Data drawn from a collection:
• • • •

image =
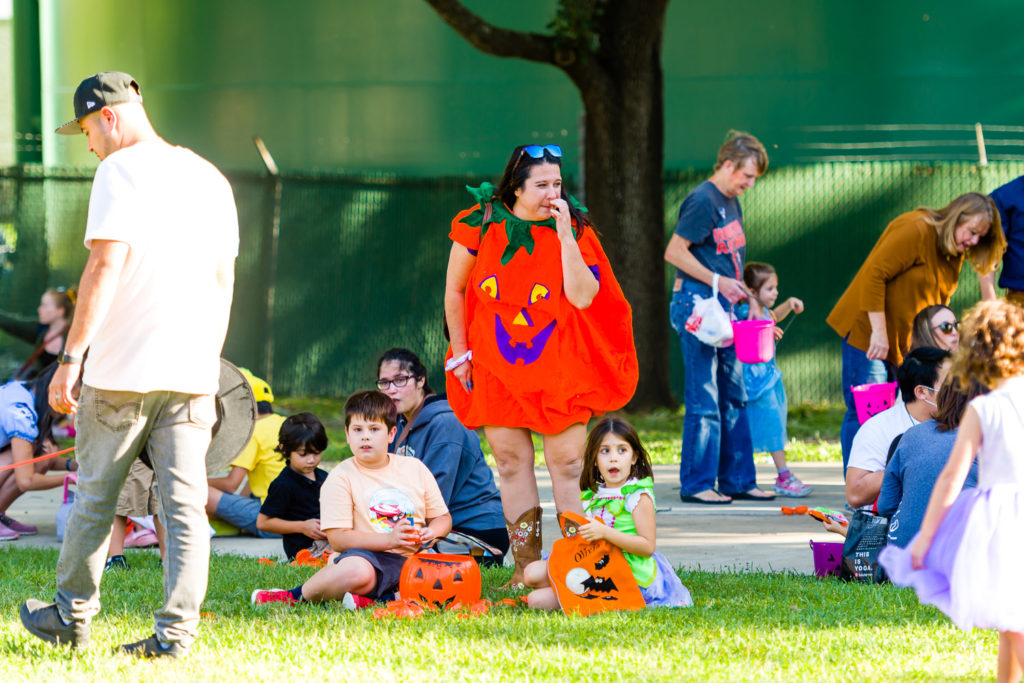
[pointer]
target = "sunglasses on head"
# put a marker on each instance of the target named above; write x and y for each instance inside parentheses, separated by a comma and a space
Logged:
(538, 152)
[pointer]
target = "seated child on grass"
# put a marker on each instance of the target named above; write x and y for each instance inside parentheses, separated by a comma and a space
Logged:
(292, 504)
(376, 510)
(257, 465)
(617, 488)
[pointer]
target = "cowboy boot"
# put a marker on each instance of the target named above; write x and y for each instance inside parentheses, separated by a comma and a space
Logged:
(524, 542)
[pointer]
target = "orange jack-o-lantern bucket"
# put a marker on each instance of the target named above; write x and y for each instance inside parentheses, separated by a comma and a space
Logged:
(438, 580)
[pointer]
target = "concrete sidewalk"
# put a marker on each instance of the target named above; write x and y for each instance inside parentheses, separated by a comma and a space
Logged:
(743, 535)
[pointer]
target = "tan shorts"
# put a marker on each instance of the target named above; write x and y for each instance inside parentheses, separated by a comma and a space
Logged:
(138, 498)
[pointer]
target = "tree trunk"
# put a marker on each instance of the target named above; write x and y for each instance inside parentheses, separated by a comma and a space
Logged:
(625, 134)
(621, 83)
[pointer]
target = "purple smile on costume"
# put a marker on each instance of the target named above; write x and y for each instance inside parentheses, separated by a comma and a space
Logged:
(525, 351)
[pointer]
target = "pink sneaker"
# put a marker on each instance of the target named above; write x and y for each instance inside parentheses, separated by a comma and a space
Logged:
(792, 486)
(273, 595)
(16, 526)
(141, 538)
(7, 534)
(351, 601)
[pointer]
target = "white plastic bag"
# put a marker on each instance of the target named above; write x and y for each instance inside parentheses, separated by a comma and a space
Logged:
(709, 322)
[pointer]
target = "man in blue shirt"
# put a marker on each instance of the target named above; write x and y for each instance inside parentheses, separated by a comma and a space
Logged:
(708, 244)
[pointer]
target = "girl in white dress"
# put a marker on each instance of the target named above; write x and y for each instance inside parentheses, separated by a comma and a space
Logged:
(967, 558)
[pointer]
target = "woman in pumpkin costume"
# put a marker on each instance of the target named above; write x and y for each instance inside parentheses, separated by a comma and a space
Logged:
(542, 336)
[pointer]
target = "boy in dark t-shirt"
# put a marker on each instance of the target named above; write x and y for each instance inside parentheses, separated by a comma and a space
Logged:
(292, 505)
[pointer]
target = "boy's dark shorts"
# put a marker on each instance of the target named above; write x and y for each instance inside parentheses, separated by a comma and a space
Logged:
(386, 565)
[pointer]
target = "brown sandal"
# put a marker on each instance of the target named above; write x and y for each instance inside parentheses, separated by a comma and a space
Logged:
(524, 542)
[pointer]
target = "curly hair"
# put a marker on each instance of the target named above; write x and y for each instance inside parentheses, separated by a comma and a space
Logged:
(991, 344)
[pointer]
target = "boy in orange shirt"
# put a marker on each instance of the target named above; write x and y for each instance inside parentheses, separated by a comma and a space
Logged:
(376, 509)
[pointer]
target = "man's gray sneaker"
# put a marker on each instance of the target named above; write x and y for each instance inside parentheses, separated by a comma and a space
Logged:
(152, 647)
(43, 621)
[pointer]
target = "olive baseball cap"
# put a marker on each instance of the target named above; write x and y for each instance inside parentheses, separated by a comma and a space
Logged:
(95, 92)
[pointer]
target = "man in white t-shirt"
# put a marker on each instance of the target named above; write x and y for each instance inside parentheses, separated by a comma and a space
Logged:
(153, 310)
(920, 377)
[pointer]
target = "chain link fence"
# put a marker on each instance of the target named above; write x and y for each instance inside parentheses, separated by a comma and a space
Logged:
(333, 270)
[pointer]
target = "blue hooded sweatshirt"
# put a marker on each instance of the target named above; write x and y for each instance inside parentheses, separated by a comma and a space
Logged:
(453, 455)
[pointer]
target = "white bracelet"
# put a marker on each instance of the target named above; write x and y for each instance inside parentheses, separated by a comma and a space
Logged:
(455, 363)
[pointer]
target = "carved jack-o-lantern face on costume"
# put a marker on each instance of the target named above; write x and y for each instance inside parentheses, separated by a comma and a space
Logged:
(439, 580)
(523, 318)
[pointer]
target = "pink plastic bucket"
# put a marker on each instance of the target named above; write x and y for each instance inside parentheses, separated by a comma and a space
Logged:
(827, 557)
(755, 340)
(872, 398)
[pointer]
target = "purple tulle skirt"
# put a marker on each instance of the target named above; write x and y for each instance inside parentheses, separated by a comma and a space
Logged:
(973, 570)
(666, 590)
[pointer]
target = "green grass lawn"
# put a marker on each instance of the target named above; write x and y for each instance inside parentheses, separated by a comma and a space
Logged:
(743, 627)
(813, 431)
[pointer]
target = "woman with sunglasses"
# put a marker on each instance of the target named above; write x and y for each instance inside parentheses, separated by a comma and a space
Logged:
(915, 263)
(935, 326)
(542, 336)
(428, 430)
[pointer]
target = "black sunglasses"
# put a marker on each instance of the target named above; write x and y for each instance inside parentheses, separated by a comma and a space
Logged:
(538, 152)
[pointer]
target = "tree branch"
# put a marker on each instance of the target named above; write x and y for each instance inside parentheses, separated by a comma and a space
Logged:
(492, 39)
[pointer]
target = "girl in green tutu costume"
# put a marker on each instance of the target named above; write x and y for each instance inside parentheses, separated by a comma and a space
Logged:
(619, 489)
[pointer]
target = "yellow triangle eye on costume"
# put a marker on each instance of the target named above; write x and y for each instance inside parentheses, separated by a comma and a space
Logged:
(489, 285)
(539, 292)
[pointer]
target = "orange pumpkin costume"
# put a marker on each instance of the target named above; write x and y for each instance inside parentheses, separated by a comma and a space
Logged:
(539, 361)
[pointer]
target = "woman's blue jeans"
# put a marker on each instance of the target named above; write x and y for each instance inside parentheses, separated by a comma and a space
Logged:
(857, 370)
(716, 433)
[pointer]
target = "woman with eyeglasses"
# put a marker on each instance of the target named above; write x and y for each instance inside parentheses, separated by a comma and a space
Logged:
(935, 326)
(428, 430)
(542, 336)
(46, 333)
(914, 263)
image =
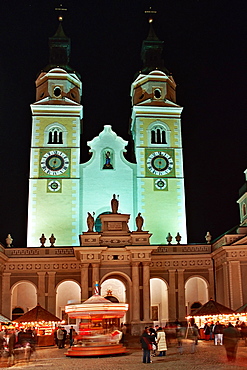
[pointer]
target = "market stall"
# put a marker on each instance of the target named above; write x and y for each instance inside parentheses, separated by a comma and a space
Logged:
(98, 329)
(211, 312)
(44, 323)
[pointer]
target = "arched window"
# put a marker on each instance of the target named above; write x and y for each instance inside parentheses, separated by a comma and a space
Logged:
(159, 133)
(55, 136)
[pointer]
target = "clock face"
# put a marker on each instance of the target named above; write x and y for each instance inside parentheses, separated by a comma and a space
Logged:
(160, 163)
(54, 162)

• • • •

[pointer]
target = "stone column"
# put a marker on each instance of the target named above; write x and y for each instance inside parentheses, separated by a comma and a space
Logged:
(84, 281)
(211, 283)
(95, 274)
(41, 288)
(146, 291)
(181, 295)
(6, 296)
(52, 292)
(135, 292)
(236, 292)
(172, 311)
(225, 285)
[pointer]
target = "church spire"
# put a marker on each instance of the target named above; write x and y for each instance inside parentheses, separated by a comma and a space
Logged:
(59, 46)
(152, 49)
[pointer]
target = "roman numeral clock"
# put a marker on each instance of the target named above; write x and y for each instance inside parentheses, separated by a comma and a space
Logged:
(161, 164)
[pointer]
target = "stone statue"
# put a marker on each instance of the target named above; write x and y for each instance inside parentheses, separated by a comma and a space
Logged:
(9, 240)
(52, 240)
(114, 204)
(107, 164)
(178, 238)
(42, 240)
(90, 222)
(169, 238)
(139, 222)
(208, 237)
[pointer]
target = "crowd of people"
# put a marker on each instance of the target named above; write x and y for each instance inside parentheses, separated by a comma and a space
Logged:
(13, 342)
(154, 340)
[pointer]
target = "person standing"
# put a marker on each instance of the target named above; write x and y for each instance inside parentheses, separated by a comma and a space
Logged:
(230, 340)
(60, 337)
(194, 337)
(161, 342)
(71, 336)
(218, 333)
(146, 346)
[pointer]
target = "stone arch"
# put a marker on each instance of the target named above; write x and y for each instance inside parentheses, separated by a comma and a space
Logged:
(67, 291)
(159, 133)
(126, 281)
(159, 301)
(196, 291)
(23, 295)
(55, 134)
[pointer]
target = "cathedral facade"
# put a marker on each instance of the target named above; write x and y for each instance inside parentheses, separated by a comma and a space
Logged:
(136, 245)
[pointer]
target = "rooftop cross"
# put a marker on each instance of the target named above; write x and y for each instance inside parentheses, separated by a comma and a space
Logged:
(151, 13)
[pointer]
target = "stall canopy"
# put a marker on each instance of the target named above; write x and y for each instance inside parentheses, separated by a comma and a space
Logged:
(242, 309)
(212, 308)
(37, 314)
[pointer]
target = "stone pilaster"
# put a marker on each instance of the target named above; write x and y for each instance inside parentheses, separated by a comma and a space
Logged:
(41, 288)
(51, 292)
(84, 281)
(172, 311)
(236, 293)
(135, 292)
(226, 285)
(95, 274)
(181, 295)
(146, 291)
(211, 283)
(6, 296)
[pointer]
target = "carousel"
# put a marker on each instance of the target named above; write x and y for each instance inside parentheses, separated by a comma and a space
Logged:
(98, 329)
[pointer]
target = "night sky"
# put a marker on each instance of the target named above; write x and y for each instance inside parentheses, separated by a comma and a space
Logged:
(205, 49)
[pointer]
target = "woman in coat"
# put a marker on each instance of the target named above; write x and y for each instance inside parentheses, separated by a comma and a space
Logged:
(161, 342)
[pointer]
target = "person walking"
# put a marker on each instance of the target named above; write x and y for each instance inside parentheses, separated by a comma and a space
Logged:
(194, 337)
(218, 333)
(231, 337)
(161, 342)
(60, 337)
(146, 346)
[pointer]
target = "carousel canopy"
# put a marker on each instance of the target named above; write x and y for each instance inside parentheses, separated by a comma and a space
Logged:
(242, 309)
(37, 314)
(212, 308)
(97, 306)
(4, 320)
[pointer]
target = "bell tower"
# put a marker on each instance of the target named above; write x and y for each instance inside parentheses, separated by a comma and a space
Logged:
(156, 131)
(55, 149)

• • • •

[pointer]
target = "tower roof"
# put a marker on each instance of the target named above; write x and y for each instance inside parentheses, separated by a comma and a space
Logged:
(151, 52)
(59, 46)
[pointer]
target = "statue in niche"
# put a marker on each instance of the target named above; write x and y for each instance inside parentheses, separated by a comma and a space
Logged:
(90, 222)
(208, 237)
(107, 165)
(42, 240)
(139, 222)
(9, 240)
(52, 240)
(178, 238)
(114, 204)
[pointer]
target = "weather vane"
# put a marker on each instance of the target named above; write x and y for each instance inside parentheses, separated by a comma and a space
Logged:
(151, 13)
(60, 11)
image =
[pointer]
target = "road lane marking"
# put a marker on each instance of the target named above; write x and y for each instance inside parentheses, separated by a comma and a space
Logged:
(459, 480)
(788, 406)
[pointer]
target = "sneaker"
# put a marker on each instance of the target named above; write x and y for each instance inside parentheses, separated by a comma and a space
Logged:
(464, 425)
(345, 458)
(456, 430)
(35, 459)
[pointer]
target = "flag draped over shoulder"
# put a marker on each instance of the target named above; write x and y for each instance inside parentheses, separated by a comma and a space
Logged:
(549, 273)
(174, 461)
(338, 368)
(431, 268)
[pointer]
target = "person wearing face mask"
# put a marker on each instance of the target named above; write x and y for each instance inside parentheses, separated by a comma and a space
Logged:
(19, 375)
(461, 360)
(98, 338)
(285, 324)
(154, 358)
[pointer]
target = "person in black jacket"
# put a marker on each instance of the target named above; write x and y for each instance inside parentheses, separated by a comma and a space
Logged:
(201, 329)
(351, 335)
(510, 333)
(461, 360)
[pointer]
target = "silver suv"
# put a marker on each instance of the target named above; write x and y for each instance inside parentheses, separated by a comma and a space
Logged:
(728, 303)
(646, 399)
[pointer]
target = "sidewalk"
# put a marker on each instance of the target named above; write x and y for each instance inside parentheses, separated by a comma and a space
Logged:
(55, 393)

• • • •

TASK: State how many lines of the records above contain the string "shorts", treating uppercase and lowercase letters as distinct. Reply with the number alone.

WORKED ANSWER: 2